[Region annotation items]
++++++
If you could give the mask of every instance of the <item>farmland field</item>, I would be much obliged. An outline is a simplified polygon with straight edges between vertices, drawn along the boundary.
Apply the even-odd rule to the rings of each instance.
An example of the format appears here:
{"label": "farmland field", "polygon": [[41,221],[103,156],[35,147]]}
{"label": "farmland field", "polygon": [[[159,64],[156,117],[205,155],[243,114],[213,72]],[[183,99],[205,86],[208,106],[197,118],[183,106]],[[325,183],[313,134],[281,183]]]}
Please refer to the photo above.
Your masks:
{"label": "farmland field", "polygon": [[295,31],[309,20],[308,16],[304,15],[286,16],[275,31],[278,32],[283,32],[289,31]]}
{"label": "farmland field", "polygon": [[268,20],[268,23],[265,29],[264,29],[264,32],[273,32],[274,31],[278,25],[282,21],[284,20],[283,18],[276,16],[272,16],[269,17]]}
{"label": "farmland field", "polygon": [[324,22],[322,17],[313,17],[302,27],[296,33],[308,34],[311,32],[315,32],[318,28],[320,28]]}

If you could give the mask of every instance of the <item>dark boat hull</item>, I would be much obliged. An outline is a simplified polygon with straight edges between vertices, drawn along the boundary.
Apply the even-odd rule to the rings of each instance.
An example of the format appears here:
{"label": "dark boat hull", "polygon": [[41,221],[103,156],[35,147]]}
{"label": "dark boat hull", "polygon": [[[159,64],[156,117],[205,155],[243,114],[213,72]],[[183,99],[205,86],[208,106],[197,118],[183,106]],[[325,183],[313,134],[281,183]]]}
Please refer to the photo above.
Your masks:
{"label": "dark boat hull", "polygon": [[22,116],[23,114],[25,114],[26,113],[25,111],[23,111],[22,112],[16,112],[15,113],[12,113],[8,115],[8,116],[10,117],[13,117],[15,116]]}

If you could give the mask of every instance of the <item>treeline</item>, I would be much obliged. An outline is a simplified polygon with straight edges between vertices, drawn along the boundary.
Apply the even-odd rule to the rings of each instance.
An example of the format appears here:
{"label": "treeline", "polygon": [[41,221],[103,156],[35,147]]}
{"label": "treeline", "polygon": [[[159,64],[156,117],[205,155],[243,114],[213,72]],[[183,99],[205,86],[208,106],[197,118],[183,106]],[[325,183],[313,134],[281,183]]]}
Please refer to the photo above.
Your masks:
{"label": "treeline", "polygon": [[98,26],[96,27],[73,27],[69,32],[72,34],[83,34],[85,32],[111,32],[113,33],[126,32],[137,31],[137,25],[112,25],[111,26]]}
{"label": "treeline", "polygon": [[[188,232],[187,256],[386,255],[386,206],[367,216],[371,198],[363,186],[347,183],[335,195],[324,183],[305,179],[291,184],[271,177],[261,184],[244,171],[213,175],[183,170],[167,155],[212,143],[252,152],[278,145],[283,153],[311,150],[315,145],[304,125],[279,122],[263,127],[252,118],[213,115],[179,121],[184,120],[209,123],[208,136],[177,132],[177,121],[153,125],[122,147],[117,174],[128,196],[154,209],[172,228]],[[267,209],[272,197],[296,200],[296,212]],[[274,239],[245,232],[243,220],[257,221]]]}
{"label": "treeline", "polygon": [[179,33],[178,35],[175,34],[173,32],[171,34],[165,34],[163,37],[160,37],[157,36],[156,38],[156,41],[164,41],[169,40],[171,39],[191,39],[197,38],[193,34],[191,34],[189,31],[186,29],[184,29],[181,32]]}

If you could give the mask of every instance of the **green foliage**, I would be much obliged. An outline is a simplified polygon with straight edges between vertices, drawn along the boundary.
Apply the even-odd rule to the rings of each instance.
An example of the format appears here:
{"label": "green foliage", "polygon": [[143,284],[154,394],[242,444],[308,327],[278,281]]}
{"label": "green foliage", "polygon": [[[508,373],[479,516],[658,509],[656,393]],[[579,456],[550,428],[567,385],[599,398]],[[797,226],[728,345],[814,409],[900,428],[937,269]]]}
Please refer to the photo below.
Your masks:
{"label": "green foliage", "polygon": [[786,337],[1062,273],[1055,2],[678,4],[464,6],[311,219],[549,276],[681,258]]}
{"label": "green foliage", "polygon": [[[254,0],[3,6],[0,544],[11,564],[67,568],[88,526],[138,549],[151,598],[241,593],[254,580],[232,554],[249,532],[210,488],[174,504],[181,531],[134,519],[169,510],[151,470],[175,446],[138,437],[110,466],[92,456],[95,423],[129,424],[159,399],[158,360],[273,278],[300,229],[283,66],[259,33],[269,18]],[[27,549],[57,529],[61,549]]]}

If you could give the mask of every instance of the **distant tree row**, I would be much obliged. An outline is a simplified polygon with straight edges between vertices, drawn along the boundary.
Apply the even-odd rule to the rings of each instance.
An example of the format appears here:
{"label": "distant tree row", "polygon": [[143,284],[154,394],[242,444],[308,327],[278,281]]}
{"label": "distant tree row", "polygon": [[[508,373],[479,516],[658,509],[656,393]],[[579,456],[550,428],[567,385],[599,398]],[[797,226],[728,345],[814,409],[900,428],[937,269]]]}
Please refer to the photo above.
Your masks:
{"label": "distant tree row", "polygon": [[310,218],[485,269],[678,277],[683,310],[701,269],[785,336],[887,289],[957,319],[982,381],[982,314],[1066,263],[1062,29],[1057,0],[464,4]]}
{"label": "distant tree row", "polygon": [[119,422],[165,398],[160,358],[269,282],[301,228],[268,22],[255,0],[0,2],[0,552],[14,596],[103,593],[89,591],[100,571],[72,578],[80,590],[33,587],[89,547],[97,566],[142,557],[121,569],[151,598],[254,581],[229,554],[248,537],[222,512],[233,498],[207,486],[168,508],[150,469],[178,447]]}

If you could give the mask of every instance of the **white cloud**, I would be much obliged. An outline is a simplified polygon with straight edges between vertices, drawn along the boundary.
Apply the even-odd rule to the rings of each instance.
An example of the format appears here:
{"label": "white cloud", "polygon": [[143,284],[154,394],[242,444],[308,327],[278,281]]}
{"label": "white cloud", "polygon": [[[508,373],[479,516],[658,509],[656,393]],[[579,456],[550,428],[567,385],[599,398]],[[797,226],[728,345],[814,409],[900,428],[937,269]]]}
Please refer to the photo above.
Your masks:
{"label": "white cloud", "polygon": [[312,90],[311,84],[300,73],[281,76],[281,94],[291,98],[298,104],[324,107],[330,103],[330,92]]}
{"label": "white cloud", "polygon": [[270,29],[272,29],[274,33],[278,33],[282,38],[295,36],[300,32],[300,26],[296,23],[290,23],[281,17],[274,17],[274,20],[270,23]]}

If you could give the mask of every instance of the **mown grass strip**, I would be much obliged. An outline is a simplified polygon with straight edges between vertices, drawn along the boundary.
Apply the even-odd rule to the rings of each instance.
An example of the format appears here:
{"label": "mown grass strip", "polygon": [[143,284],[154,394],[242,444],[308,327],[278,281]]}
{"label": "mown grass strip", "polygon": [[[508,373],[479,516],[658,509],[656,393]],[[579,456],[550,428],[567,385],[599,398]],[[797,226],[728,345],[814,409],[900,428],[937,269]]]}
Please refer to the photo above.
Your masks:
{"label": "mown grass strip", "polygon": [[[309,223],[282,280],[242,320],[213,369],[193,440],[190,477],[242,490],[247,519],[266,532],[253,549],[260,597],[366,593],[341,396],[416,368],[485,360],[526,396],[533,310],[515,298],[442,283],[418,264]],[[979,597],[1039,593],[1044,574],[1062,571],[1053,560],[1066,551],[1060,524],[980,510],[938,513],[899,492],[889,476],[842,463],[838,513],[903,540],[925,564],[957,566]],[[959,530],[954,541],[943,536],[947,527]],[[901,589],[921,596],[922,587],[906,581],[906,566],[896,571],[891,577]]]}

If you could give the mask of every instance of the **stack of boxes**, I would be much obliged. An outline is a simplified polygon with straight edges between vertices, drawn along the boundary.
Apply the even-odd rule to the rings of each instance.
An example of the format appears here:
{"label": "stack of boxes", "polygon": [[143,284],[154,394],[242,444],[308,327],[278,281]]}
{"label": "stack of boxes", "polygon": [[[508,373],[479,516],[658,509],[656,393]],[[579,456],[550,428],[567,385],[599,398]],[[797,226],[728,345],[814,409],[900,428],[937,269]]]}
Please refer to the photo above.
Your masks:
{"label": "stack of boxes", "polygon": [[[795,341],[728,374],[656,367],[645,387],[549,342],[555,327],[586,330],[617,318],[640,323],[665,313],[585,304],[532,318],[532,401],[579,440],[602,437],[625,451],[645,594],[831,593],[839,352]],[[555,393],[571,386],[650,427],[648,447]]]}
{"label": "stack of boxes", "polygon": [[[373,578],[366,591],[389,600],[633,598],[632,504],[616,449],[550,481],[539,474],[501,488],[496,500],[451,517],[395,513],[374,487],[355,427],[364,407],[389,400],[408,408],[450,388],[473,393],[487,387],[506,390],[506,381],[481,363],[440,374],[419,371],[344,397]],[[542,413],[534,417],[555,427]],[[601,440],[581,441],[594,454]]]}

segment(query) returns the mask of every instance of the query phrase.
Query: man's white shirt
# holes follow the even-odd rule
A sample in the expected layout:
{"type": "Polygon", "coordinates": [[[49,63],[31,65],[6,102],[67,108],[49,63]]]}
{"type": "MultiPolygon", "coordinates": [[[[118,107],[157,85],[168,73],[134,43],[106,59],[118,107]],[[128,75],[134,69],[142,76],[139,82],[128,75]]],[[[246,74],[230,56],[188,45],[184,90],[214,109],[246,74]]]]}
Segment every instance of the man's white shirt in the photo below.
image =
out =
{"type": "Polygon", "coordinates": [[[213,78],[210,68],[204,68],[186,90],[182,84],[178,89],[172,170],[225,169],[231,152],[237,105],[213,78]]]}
++++++
**Your objective**
Set down, word for word, only the lines running from the line with "segment(query) returns the" to the last line of the listing above. Both of those lines belong in your answer.

**Problem solution**
segment(query) returns the mask of every instance of the query phrase.
Query: man's white shirt
# holes follow the even-odd rule
A sample in the expected layout:
{"type": "Polygon", "coordinates": [[[49,63],[31,65],[6,102],[67,108],[49,63]]]}
{"type": "MultiPolygon", "coordinates": [[[[118,107],[157,85],[168,73],[134,43],[106,59],[118,107]],[[128,75],[134,69],[142,76],[139,82],[128,75]]],[[[246,74],[230,56],[188,45],[184,90],[214,109],[246,74]]]]}
Segment every instance of the man's white shirt in the photo below.
image =
out =
{"type": "Polygon", "coordinates": [[[213,78],[210,68],[204,68],[186,90],[182,84],[178,89],[172,170],[225,169],[231,152],[237,105],[213,78]]]}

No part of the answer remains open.